> **작업 지시**: 아래 데이터에서 "Expected behaviour: for each instance of the fallen"이 들어 있는 줄부터 시작하여 데이터의 마지막 줄에서 끝나는 구간(양 끝 포함)만 모든 줄을 빠짐없이 다시 쓰십시오. 이때 좌표 값은 모두 -122만큼 이동시키십시오.

> **추출 정보**:

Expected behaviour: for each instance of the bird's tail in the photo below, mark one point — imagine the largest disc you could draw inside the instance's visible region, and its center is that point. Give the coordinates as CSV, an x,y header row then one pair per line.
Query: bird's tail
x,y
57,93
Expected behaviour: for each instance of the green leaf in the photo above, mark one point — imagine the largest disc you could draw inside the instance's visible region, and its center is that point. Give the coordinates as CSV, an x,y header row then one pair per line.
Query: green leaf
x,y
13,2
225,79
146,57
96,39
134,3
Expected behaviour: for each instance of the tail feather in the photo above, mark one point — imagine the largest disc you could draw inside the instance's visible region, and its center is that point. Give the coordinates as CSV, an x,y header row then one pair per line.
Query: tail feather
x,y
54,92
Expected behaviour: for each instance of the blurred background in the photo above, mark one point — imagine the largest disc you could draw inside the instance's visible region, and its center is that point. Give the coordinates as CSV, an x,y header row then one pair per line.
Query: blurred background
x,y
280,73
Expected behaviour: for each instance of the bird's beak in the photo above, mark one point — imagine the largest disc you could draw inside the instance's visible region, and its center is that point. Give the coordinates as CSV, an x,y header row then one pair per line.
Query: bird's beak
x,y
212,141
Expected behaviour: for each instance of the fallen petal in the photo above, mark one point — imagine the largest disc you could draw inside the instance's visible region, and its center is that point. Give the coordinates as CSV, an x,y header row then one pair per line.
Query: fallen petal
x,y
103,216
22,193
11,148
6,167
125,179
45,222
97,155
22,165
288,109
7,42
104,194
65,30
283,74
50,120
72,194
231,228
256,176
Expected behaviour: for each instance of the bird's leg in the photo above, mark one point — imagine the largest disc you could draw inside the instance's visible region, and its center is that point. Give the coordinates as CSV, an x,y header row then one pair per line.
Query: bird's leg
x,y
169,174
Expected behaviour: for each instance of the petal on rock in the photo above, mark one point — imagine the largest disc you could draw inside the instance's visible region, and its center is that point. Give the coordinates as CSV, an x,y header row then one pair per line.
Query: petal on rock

> **작업 답안**:
Expected behaviour: for each instance of the fallen petal in the photo above, mark one point — imagine the largest disc you could draw inside the instance's visible region, and its center is that point. Give the coordinates as CSV, an x,y header row then one pair per line.
Query: fallen petal
x,y
-19,94
-100,71
-111,26
-116,45
3,57
-77,100
-25,33
-100,43
166,-13
-115,-80
-18,72
-57,-92
161,-48
-72,-2
-50,72
109,106
134,54
Expected behaviour: for each instance of the bird's leg in the photo above, mark one point — imagine the largest disc you could draw inside the instance's visible region, and its center is that point. Give the coordinates as CSV, an x,y header row then one pair per line.
Query: bird's leg
x,y
47,52
Expected behaviour: for each instance of the petal on rock in the photo above, mark one point — imagine the largest disc you could draw inside the instance's visible region, and its center is that point. Give the coordinates as CSV, an x,y header row then one pair per line.
Query: petal on rock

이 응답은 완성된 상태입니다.